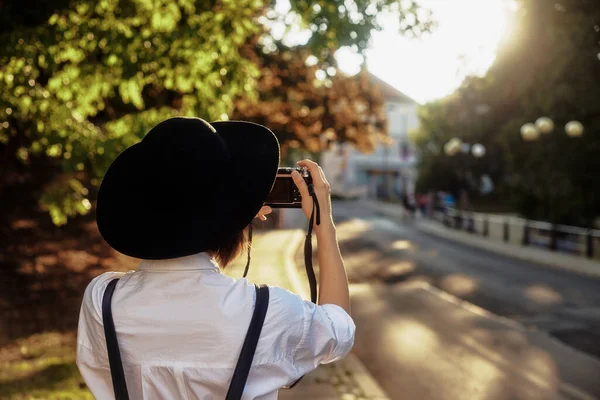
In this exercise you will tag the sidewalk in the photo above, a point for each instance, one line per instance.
(273, 264)
(579, 265)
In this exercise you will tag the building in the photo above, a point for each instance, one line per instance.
(390, 171)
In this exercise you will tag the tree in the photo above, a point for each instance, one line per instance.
(82, 80)
(549, 66)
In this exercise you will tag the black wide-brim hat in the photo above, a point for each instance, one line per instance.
(186, 187)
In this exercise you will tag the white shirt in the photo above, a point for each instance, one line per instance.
(181, 324)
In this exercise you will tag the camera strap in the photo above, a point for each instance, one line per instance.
(315, 218)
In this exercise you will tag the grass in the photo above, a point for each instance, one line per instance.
(41, 366)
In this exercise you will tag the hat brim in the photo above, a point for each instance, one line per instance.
(254, 152)
(138, 216)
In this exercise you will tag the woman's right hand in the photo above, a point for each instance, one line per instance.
(322, 190)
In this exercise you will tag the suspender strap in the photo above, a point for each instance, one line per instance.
(112, 345)
(242, 369)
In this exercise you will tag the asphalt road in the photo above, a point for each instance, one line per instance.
(421, 343)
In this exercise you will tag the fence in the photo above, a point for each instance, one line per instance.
(561, 238)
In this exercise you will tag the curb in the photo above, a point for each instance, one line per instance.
(558, 261)
(360, 374)
(565, 262)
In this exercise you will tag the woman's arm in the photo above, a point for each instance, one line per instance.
(333, 282)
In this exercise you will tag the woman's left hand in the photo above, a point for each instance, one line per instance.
(264, 211)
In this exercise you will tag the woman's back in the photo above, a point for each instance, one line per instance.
(181, 325)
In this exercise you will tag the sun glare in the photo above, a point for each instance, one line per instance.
(464, 43)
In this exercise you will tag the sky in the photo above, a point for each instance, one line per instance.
(432, 66)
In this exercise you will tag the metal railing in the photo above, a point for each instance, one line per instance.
(573, 240)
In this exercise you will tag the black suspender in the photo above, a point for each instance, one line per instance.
(242, 369)
(112, 344)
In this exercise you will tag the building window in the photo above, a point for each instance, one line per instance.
(405, 151)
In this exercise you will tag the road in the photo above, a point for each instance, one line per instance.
(422, 343)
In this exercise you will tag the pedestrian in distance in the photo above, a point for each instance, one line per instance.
(177, 327)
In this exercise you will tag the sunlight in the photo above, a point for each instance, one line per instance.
(458, 284)
(432, 66)
(413, 340)
(543, 295)
(401, 245)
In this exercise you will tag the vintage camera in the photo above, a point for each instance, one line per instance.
(285, 194)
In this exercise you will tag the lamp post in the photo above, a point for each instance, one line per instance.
(452, 148)
(531, 132)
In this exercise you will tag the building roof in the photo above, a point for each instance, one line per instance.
(390, 92)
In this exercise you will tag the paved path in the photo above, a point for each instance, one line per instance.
(420, 345)
(423, 344)
(273, 264)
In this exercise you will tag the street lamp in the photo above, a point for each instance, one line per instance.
(544, 125)
(574, 129)
(478, 150)
(453, 147)
(529, 132)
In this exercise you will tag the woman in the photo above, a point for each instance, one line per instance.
(180, 200)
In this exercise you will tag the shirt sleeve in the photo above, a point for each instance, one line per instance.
(327, 333)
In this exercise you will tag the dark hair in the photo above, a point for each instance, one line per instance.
(230, 248)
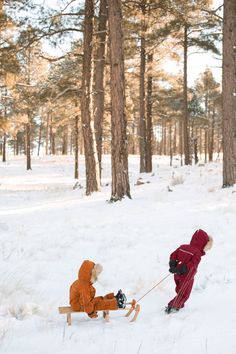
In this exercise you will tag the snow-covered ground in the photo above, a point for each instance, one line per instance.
(47, 229)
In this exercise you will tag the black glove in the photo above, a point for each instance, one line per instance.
(181, 269)
(172, 263)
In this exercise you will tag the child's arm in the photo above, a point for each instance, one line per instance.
(87, 302)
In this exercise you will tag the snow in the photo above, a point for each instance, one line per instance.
(47, 229)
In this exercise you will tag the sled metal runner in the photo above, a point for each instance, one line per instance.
(131, 306)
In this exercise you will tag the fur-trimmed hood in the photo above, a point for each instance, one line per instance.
(89, 271)
(97, 269)
(209, 244)
(202, 241)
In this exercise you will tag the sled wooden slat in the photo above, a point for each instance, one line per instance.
(67, 310)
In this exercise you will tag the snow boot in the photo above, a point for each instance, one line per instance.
(121, 299)
(170, 309)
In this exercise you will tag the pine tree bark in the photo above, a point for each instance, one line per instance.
(99, 79)
(4, 147)
(212, 135)
(119, 149)
(185, 100)
(90, 148)
(229, 93)
(28, 144)
(76, 174)
(142, 113)
(40, 136)
(149, 117)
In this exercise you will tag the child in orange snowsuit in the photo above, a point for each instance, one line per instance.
(82, 293)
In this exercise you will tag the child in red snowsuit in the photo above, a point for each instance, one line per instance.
(183, 264)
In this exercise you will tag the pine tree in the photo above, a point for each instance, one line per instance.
(120, 176)
(229, 93)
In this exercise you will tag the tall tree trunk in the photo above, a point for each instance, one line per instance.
(47, 133)
(149, 116)
(229, 93)
(90, 148)
(76, 147)
(181, 141)
(170, 143)
(28, 144)
(99, 79)
(212, 135)
(40, 136)
(4, 147)
(206, 144)
(65, 141)
(120, 176)
(185, 99)
(142, 115)
(51, 138)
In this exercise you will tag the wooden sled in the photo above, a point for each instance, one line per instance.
(67, 310)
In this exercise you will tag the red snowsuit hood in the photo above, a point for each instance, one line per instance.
(199, 240)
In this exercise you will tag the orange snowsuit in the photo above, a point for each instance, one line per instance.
(82, 293)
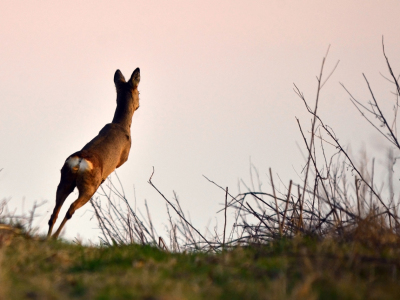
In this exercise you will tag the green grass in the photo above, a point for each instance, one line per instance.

========================

Instructions for the task: Output every line above as a numbered list, skipping blank lines and leaving out the pictures.

Complete response:
1. In this exercise you will tag the sidewalk in the photo above, a point for each instance, one line per instance.
2. (273, 264)
3. (579, 265)
4. In this exercise you will tag the building in the photo above, a point for each instance, one line per instance.
5. (390, 171)
6. In this exercise you will tag the tree in the photo above, a point for each instance, one line per instance.
7. (82, 80)
8. (549, 66)
9. In this exercise you will tag the black wide-brim hat in the photo above, a point for each instance, one line per instance.
10. (186, 187)
11. In this exercise you will tag the white shirt in the photo above, a point for each instance, one line per instance.
12. (181, 324)
13. In this exercise you will tag the camera strap in the photo above, a point for each instance, one line per instance.
14. (315, 218)
15. In this exercise you will tag the grass in the photo above, a point for each instance, one line per instance.
16. (41, 366)
17. In this exercise you will tag the hat brim in the photo above, a point for each instance, one line per instance.
18. (254, 152)
19. (138, 216)
20. In this exercise you will tag the woman's right hand in the photo above, a point for each instance, one line per instance.
21. (322, 190)
22. In this exercise you will tag the suspender strap in the photo above, a point for each instance, one line per instance.
23. (112, 345)
24. (242, 369)
25. In this exercise you will tag the asphalt road in the photo above, a point for each instance, one line per instance.
26. (421, 343)
27. In this exercise you will tag the fence in the photo above, a point for each instance, one line per instance.
28. (561, 238)
29. In this exercise you will tag the curb in the photo above, a point for each instance, one line per instance.
30. (558, 261)
31. (360, 374)
32. (565, 262)
33. In this exercise you will tag the woman's arm in the photo above, a point for each instance, one line per instance.
34. (333, 282)
35. In this exercise you will tag the woman's left hand in the photo above, a point for each instance, one line per instance.
36. (264, 211)
37. In this exercise you will tag the woman's back in the photo above, a point for each instance, one line per instance.
38. (181, 325)
39. In this exercise you will tag the sun glare in the photo above, a point for each instance, one line per instance.
40. (464, 43)
41. In this exercise you will tag the sky in the photo above, a point for each instance, one line per instance.
42. (432, 66)
43. In this exercise you will tag the metal railing in the photo above, a point for each instance, one line per instance.
44. (573, 240)
45. In this exercise you will tag the black suspender in the photo above, a point for each instance, one line per instance.
46. (242, 369)
47. (112, 344)
48. In this exercise you will tag the building window in the photo above, a point for each instance, one line per instance.
49. (405, 151)
50. In this exercise you will tag the road in the photo above, a point for each instance, one line per instance.
51. (422, 343)
52. In this exercise you will tag the pedestrian in distance in the photo above, a point for each instance, one line per instance.
53. (177, 327)
54. In this exercise you will tag the sunlight in the photo above, a point for each instance, one line per instance.
55. (458, 284)
56. (432, 66)
57. (413, 340)
58. (543, 295)
59. (401, 245)
60. In this exercise you will tag the vintage camera in the photo above, a point for each instance, one line per instance.
61. (285, 194)
62. In this exercise you will tag the lamp post in the photo above, a point for each instance, one line per instance.
63. (452, 148)
64. (531, 132)
65. In this exercise you will tag the building roof in the photo above, a point for each instance, one line per instance.
66. (390, 92)
67. In this exercise you will tag the paved path in the photo above, a point for each instance, one line per instance.
68. (420, 345)
69. (423, 344)
70. (273, 264)
71. In this exercise you will tag the street lamp in the photo above, a point for each instance, one line per instance.
72. (544, 125)
73. (574, 129)
74. (478, 150)
75. (453, 147)
76. (529, 132)
77. In this exercise you will tag the woman in the photo above, a point for each instance, one line per instance.
78. (180, 200)
79. In this exercise you will tag the shirt sleeve in the photo above, a point for each instance, one line per instance.
80. (327, 333)
81. In this exercise you will tag the dark hair in the photo above, a point for each instance, one line per instance.
82. (230, 248)
83. In this exercise you will tag the snow-covered ground in the photo above, a point for each instance, one line per instance.
84. (47, 229)
85. In this exercise you will tag the black glove in the photo above, a point for each instance, one line per instance.
86. (181, 269)
87. (172, 263)
88. In this exercise you will tag the child's arm in the photo above, a point for each instance, one line per instance.
89. (87, 302)
90. In this exercise you will tag the snow in the photo above, a point for each instance, one line per instance.
91. (47, 229)
92. In this exercise you will tag the sled metal runner in the photo above, a point for each instance, one line per instance.
93. (131, 306)
94. In this exercise you will tag the fur-trimmed hood in the photo above, a point for each instance, one line per instance.
95. (89, 271)
96. (97, 269)
97. (209, 244)
98. (202, 241)
99. In this exercise you will tag the sled wooden slat in the photo above, a point for each instance, one line per instance.
100. (67, 310)
101. In this exercise you will tag the snow boot in the photo above, a point for each instance, one line per instance.
102. (121, 299)
103. (170, 309)
104. In this exercise you will tag the pine tree bark in the photo above, a point for each instance, one line per instance.
105. (99, 79)
106. (4, 147)
107. (212, 135)
108. (119, 149)
109. (185, 100)
110. (90, 148)
111. (229, 93)
112. (28, 144)
113. (76, 174)
114. (142, 113)
115. (40, 136)
116. (149, 117)
117. In this exercise you will tag the child in orange snowsuit in the photo above, a point for each instance, one line per instance.
118. (82, 293)
119. In this exercise you will tag the child in red snowsuit in the photo above, a point for each instance, one line per instance.
120. (183, 264)
121. In this exercise you will tag the pine tree in the photo above, a point for each instance, one line per instance.
122. (120, 176)
123. (229, 93)
124. In this exercise you will tag the tall tree trunk in the photo above, a point for each instance, one line per instance.
125. (47, 133)
126. (149, 116)
127. (229, 93)
128. (90, 148)
129. (76, 147)
130. (181, 141)
131. (170, 143)
132. (28, 144)
133. (99, 79)
134. (212, 135)
135. (40, 136)
136. (4, 147)
137. (206, 144)
138. (65, 141)
139. (120, 176)
140. (185, 99)
141. (142, 115)
142. (51, 138)
143. In this exercise you will tag the wooden sled in the photo above, a point for each instance, one line per instance.
144. (67, 310)
145. In this exercise you will tag the red snowsuit hood in the photo above, a point for each instance, one line per instance.
146. (199, 240)
147. In this exercise you will tag the orange snowsuit in the photo above, a point for each instance, one line per instance.
148. (82, 293)
149. In this exercise you will tag the green grass in the photo above, a point for each instance, one line per instance.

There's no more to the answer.